» Short problem
Look for "railway platform, the" in the records below, then copy that line and every line after it, exactly and with nothing added.

» Supplied data
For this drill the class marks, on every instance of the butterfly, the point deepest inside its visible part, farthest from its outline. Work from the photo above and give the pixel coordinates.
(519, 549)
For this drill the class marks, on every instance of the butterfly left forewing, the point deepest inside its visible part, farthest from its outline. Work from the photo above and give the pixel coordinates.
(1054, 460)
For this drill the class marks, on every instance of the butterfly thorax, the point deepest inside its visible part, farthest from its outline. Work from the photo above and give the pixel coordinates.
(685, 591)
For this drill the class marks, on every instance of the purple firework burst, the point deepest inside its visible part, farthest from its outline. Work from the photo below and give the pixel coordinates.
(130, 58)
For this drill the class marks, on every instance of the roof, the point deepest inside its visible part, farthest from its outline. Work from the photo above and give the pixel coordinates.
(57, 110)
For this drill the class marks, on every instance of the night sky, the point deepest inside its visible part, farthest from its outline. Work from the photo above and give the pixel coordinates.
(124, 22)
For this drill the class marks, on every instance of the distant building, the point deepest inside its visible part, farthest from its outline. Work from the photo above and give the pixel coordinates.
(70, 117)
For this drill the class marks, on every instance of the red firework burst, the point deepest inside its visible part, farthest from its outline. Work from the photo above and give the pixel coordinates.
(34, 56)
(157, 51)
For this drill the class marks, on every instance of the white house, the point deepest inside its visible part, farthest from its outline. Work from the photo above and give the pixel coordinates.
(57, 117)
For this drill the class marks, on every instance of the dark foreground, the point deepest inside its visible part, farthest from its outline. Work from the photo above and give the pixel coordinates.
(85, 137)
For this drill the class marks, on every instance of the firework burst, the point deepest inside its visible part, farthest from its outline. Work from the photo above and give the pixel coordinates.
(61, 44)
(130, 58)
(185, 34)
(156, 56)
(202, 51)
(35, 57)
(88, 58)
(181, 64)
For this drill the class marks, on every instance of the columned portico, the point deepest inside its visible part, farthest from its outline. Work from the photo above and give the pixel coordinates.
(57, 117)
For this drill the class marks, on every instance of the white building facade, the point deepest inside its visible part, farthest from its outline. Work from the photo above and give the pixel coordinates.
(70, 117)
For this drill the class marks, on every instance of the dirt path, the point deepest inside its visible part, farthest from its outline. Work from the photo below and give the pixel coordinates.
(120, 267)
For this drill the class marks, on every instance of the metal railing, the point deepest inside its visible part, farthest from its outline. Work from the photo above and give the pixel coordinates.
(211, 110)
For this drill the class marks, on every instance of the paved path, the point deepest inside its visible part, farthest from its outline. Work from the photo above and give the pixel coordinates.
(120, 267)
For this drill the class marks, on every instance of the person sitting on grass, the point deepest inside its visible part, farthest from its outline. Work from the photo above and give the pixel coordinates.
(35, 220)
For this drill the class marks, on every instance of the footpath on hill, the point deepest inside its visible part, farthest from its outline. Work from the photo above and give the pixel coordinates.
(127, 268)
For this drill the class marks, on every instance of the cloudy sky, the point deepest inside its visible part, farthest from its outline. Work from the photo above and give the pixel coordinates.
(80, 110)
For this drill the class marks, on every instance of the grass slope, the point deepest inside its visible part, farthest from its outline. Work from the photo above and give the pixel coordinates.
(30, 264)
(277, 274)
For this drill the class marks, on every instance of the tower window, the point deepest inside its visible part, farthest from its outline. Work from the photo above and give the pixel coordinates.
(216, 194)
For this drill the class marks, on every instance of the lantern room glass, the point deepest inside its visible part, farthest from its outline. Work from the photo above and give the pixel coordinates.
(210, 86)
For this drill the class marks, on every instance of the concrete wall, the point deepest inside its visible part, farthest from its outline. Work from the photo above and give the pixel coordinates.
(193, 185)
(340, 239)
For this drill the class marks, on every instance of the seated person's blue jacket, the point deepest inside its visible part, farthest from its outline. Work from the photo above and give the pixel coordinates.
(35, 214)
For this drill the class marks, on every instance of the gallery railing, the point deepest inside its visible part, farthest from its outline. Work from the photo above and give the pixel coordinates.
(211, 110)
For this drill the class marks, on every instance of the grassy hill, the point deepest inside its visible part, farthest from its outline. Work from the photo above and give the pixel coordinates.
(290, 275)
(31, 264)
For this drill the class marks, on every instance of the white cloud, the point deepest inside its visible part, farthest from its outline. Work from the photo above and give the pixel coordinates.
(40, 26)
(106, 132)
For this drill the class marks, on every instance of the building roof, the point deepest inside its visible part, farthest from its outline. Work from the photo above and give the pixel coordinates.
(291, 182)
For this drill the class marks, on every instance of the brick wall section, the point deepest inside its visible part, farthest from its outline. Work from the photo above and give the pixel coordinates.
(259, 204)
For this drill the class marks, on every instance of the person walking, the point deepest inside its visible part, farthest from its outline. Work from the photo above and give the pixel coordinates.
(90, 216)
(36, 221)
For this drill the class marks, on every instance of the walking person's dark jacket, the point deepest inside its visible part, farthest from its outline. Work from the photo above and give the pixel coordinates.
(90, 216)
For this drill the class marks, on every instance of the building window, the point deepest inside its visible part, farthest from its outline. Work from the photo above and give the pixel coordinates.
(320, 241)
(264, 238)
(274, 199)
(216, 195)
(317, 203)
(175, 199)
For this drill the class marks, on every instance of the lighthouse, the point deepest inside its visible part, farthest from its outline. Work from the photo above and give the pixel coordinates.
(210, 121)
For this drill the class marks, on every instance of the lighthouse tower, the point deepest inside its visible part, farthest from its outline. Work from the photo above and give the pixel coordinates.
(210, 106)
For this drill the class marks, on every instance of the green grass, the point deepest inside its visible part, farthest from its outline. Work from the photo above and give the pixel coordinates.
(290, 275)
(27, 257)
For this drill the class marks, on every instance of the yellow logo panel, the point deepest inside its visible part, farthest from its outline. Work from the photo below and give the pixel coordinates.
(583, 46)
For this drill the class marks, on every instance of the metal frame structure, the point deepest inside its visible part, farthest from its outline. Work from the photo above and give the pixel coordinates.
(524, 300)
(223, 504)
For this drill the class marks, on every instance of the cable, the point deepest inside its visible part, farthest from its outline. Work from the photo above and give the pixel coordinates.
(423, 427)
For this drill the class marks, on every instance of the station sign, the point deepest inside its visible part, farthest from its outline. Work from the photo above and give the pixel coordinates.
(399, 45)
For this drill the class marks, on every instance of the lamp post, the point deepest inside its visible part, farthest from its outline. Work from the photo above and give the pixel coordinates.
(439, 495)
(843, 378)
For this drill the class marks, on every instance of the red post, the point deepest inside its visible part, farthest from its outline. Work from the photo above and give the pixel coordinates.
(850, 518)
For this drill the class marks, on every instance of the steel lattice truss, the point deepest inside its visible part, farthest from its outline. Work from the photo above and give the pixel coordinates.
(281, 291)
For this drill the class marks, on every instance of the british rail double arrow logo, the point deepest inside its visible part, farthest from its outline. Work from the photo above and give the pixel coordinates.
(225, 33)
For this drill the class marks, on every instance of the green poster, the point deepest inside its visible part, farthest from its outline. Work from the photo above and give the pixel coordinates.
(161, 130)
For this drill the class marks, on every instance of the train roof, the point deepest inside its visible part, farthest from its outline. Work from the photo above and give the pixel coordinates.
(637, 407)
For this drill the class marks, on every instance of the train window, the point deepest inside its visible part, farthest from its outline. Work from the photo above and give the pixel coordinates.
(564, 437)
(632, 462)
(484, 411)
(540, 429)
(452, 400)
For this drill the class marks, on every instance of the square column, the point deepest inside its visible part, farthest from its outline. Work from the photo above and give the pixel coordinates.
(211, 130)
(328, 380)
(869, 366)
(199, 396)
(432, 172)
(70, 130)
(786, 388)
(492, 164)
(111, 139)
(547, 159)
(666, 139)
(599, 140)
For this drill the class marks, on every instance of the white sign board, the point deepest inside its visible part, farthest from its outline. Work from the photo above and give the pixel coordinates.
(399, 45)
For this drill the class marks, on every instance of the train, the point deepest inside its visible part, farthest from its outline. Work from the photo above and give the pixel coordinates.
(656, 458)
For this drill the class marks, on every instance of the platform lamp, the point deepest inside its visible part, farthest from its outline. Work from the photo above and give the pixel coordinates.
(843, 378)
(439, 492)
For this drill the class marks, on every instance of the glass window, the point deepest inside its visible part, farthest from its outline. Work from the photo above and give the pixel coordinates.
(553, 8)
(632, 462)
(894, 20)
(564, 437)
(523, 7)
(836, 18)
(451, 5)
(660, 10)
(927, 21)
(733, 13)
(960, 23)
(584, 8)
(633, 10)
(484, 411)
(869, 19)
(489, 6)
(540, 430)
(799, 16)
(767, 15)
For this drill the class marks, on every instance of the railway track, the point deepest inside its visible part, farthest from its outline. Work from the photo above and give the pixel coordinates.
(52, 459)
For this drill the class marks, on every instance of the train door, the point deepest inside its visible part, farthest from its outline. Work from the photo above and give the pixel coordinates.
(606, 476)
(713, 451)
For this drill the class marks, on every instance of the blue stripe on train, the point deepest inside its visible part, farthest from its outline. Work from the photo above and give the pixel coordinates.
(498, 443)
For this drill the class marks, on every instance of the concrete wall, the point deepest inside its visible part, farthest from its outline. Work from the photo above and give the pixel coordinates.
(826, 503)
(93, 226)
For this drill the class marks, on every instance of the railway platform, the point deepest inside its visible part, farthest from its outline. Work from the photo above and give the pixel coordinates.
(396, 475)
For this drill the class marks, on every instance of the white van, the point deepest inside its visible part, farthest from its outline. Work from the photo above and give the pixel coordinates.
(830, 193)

» Answer for this exercise
For this drill the class marks, on every instance of the railway platform, the point deepest inside its visible part, farthest from its outline. Work from the photo above and give the pixel coordinates.
(396, 475)
For this drill the class marks, on every instance of the white van, the point deepest inside its visible part, farthest from its outline. Work from the photo above and give the pixel coordinates.
(830, 193)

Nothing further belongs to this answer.